Exercise instructions. The copy must match the data below line for line and contain no images.

Stored data entries.
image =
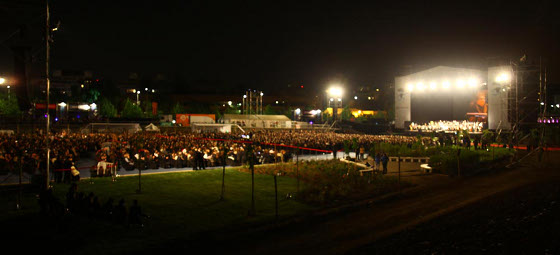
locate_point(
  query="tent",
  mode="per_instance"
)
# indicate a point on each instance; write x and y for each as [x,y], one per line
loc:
[151,128]
[257,121]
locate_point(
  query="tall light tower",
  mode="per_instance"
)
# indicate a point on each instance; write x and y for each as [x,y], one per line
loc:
[252,102]
[335,96]
[47,75]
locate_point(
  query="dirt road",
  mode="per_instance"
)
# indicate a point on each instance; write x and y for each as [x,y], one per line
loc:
[434,197]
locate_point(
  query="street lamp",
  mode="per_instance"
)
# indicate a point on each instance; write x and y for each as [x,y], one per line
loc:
[296,112]
[335,92]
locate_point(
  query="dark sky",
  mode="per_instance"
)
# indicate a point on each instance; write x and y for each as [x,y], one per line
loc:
[276,43]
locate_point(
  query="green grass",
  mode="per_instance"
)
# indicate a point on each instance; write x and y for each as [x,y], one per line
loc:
[329,182]
[186,205]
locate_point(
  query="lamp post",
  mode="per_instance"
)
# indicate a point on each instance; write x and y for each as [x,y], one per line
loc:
[335,92]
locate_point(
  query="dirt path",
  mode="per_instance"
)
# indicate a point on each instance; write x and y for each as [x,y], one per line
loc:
[435,195]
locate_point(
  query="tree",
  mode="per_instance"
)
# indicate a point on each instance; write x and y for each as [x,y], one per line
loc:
[131,110]
[106,108]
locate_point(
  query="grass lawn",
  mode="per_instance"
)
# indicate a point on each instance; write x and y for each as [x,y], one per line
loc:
[180,205]
[186,206]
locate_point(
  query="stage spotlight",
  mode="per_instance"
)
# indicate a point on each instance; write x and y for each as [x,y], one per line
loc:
[433,85]
[335,91]
[503,77]
[410,87]
[445,84]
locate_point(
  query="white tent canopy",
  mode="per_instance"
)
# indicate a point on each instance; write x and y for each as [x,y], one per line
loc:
[257,121]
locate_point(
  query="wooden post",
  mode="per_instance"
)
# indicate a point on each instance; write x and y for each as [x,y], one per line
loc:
[139,190]
[458,162]
[399,160]
[18,205]
[252,167]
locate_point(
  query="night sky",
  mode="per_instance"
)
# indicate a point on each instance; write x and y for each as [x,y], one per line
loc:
[265,44]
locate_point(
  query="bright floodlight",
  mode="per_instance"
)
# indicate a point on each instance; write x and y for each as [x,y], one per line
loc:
[460,83]
[472,82]
[335,91]
[420,86]
[445,84]
[433,85]
[410,87]
[503,77]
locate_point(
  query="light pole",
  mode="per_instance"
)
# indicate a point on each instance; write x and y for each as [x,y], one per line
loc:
[296,113]
[244,110]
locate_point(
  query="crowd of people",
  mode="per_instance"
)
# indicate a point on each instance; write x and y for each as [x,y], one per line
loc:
[82,205]
[443,125]
[176,150]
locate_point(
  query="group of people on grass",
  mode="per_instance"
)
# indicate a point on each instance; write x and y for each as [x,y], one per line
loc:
[81,205]
[27,151]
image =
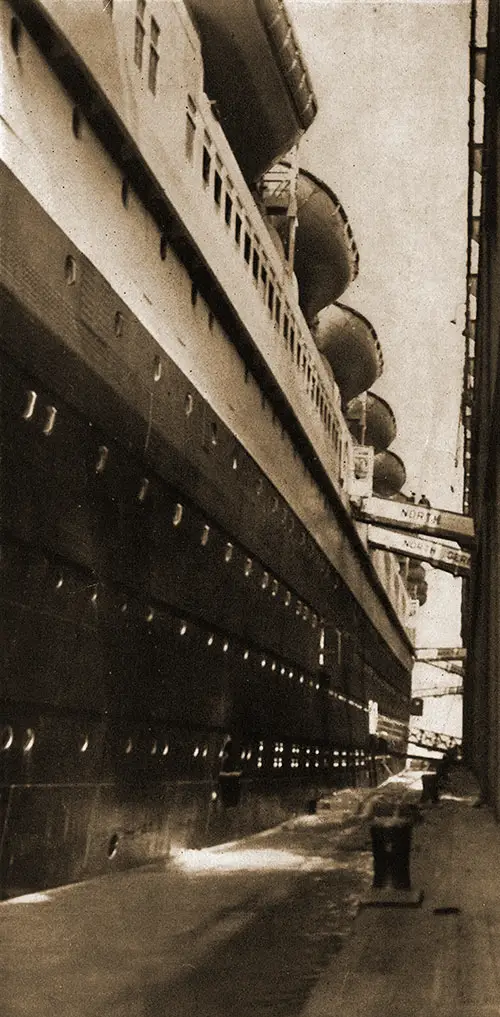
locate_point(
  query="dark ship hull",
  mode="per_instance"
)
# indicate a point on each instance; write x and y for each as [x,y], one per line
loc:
[159,591]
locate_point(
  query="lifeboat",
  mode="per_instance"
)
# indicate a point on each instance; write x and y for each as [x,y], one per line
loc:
[350,344]
[256,76]
[380,425]
[326,258]
[388,474]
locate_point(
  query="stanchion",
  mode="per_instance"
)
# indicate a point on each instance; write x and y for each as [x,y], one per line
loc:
[391,845]
[430,787]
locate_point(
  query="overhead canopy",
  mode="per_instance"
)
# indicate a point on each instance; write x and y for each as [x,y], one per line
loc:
[389,474]
[350,344]
[380,425]
[255,72]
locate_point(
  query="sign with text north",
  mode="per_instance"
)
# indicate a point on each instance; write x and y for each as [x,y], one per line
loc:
[441,653]
[424,548]
[429,522]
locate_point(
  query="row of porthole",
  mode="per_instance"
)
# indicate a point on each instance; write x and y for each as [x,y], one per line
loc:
[7,738]
[267,581]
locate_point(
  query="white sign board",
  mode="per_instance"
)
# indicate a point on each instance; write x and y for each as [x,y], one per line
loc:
[407,516]
[423,548]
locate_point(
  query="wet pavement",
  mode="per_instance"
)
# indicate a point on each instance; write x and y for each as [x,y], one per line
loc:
[271,925]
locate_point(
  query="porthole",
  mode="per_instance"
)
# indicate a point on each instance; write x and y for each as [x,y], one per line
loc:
[70,271]
[50,419]
[15,35]
[6,737]
[118,324]
[144,487]
[157,368]
[102,459]
[29,406]
[113,846]
[27,739]
[76,122]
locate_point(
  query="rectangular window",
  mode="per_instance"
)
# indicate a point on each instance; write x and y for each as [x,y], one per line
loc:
[228,210]
[247,247]
[205,169]
[255,265]
[190,132]
[152,71]
[138,43]
[217,187]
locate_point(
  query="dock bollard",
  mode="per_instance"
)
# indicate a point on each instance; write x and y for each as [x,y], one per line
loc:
[430,787]
[391,845]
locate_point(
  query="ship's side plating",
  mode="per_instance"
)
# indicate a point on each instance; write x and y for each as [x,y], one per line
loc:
[178,560]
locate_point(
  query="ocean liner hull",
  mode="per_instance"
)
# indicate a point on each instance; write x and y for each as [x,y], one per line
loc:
[168,581]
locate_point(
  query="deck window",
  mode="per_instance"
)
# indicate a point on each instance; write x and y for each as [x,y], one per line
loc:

Written answer.
image =
locate_point(
  query="tent",
  mode="per_instance"
)
# indicate a point on each instance; write x and y for each as [x,y], one per line
loc:
[151,128]
[257,121]
locate_point(
  query="tall light tower",
  mode="per_instance"
)
# indicate a point on each instance; write x and y for each as [x,y], one per line
loc:
[252,102]
[335,96]
[47,75]
locate_point(
  query="dirt road",
  mode="per_instance"
)
# indicate a point on each instance; write x and y for each as [x,y], one per line
loc:
[434,197]
locate_point(
  query="street lamp",
  mode="per_instance"
)
# indicate a point on each instance; write x and y for each as [x,y], one per line
loc:
[296,112]
[335,92]
locate_point(
  query="dark sky",
  mode="per_instance"
)
# indicate a point on each instance; write x and y for each as [x,y], one per line
loc:
[276,43]
locate_point(
  query="green grass",
  mode="per_instance"
)
# indicate a point on each instance; write x and y for each as [x,y], one per line
loc:
[329,182]
[186,205]
locate_point(
  query="lamp post",
  mode="per_instance"
)
# indicate a point on each instance; write x and y for each as [x,y], one per line
loc:
[335,92]
locate_point(
  query="dirt path",
  mode="per_instance"
)
# indicate a point on each instance; write x and y for each as [x,y], one per line
loc:
[435,195]
locate_point(
  query="tree",
  mode="per_instance"
)
# indicate a point on each instance; write x and y for each as [x,y], one per line
loc:
[131,110]
[106,108]
locate_point(
  query="grass lawn",
  mode="per_instance"
)
# indicate a point on each instance; write x and y for each as [x,y], one per line
loc:
[180,205]
[186,206]
locate_point(
  query="stage spotlight",
  mode="per_instance"
)
# indicate a point on each instance; write x and y for each as [x,y], one per line
loc:
[433,85]
[335,91]
[503,77]
[410,87]
[445,84]
locate_point(
  query="white tent canopy",
  mode="per_instance"
)
# indicate a point on each instance; write x and y for each as [x,y], one per line
loc:
[257,121]
locate_point(
  query="wooden post",
  mode="per_instance"
)
# indicate a point on each instance; write x and y for each as [x,y], one per line
loc:
[139,190]
[458,162]
[399,160]
[18,205]
[252,167]
locate_point(
  query="night sky",
  mode="per_instance"
)
# indicate a point on each instance; write x and y for each as [x,y], one per line
loc:
[265,44]
locate_point(
  query="bright floodlight",
  mode="per_instance"
)
# indicate a point on each instance; write x and y for each as [x,y], one per line
loc:
[460,83]
[472,82]
[335,91]
[420,86]
[445,84]
[433,85]
[410,87]
[503,77]
locate_point(
  query="light pole",
  mode="per_instance"
)
# indicate a point on each instance; write x and y for each as [x,y], one per line
loc:
[296,113]
[244,110]
locate_point(
  query="crowd of people",
  mode="per_instance"
)
# indicate a point on each instance; write x and y for each as [x,y], one per line
loc:
[82,205]
[443,125]
[176,150]
locate_point(
  query="group of people on grass",
  mode="per_instance"
)
# indicate a point on each instance; write x and y for each as [x,y], one per line
loc:
[81,205]
[27,151]
image =
locate_point(
  query="dark ship hull",
  mode="per_instance"
)
# indicate a point on each instance; write x and y for each as [x,y], one per line
loc:
[159,591]
locate_point(
  query="lifeboat",
  mode="per_instance"
)
# indicate a point on each instance; write x and y for each as [x,y], one per line
loc:
[350,344]
[256,76]
[380,425]
[326,258]
[388,474]
locate_point(
  query="stanchion",
  mode="per_instance"
)
# indicate a point on each instance; write x and y for each as [x,y], one per line
loc:
[391,845]
[430,787]
locate_point(
  query="overhead canopy",
  mode="per_instance"
)
# indicate a point on each instance; write x and y for each as [x,y], one per line
loc:
[389,474]
[350,344]
[380,425]
[255,72]
locate_point(
  query="sign with text north",
  mode="per_instance"
)
# indicate a point on each instance; write x and y for each as [x,y], one per line
loc:
[441,653]
[424,548]
[429,522]
locate_point(
  query="row of porthole",
  mode="per_instance"
)
# indicate a point on each instance; write x and y for each as [x,y], one per line
loc:
[7,738]
[267,581]
locate_point(
  query="white sign board",
  mode="per_instance"
)
# indicate a point on each instance; write x and y for each as [x,y], one per line
loc:
[407,516]
[423,548]
locate_point(
  query="wet pavement",
  mode="per_instance"
)
# indicate a point on each instance; write x and y for each as [x,y], one per line
loc:
[271,925]
locate_point(
  query="porthole",
  mode="per_instance"
)
# indicate a point on each instance; write x and y for each as [x,y], one per line
loc:
[70,271]
[50,419]
[15,35]
[6,737]
[118,324]
[144,487]
[157,368]
[102,459]
[29,406]
[113,846]
[27,739]
[76,122]
locate_point(
  query="rectangular window",
  mode="per_instance"
)
# indicate a point on each instance; write x and y for each as [x,y], one per line
loc:
[228,210]
[247,247]
[205,169]
[255,265]
[190,132]
[152,71]
[138,43]
[217,187]
locate_point(
  query="dock bollard",
  mode="per_instance"
)
# indicate a point on each instance; write x and y for each as [x,y], one per line
loc:
[430,787]
[391,845]
locate_point(
  query="ship's side plating",
  mode="per_instance"
)
# indicate a point on each instance; write x and y for each as [x,y], one per line
loc:
[178,560]
locate_point(
  query="ocean liner hull",
  mode="per_instance"
)
# indicate a point on each instance; write x and y for each as [x,y], one per line
loc:
[168,581]
locate_point(
  query="deck window",
  mode="per_instance"
)
# indicate a point on each instance; write x and y for each as [x,y], one per line
loc:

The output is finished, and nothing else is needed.